Document extract ▸
+ + +

NATIONWIDE -- Chipotle Mexican Grill Inc. has agreed to pay a $25 million fine in relation to nationwide foodborne illness outbreaks between 2015 and 2018, the largest criminal fine ever in a food safety case, the U.S. Justice Department said Tuesday.
- DOJ says Chipotle agrees to pay record federal food safety fine
- Food illnesses from 2015-2018 linked to Chipotles in 4 states
- Chipotle has agreed to improve staffing, training, compliance
In total, more than 1,100 people were sickened in the outbreaks.
Paperwork filed Tuesday in Los Angeles federal court charges Chipotle with adulterating food in violation of the Federal Food, Drug, and Cosmetic Act. But the Newport Beach, California-based company agreed to a three-year deferred prosecution agreement that will allowed it to avoid conviction if it complies with an improved food safety program.
The terms of the agreement include the $25 million fine.
The charges stem from investigations into a handful of foodborne illness outbreaks between 2015 and 2018 that were linked to Chipotle restaurants in metro L.A., Boston, Virginia, and Ohio. They said store employees failed to follow company food safety protocols, resulting in hundreds of employees and customers becoming sick with norovirus or Clostridium perfringens, a bacterium.

+ + +

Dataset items
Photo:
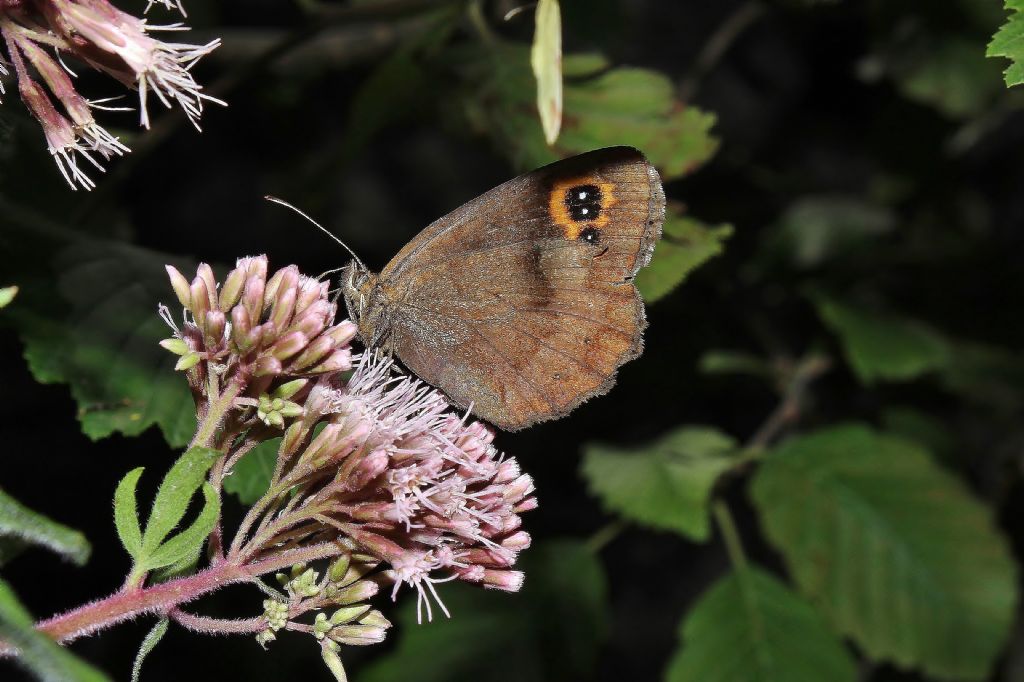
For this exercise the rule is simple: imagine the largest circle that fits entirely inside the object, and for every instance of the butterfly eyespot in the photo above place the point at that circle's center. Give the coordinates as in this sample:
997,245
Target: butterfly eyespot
590,235
584,202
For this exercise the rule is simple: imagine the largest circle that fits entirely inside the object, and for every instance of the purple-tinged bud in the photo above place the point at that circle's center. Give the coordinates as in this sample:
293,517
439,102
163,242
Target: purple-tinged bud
517,542
288,345
283,307
313,353
518,488
180,286
310,291
187,361
267,367
200,296
205,272
252,298
214,327
293,435
231,291
340,360
241,328
509,581
529,504
176,346
355,593
357,635
372,466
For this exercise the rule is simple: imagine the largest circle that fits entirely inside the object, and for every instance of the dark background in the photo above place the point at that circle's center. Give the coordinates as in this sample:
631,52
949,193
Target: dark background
800,113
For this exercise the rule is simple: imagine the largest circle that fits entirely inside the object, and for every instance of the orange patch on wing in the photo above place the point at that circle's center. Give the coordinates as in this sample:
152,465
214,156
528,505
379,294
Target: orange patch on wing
560,213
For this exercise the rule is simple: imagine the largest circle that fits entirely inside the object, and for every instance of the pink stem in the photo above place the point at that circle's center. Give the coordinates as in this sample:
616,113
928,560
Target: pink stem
162,598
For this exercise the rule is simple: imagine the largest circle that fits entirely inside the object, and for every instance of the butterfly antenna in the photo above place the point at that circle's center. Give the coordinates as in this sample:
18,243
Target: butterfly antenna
318,226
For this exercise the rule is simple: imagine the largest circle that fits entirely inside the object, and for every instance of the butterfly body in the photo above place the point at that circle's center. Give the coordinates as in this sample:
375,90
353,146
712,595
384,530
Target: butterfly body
520,304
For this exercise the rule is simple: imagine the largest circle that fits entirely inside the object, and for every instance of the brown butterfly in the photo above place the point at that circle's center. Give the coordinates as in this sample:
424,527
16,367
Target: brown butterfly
520,304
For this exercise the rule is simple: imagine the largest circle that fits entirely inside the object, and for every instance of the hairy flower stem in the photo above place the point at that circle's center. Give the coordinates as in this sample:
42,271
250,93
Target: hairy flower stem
164,597
214,417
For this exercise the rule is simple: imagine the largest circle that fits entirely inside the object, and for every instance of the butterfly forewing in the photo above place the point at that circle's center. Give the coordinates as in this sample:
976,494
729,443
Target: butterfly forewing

+ + +

What you should do ▸ Retype the passage of the Chipotle news report that opens with the words containing "NATIONWIDE -- Chipotle" and closes with "in the outbreaks.", keeping every word and mark unchanged. Work from the Chipotle news report alone, not from the data.

Exercise solution ▸
NATIONWIDE -- Chipotle Mexican Grill Inc. has agreed to pay a $25 million fine in relation to nationwide foodborne illness outbreaks between 2015 and 2018, the largest criminal fine ever in a food safety case, the U.S. Justice Department said Tuesday.
- DOJ says Chipotle agrees to pay record federal food safety fine
- Food illnesses from 2015-2018 linked to Chipotles in 4 states
- Chipotle has agreed to improve staffing, training, compliance
In total, more than 1,100 people were sickened in the outbreaks.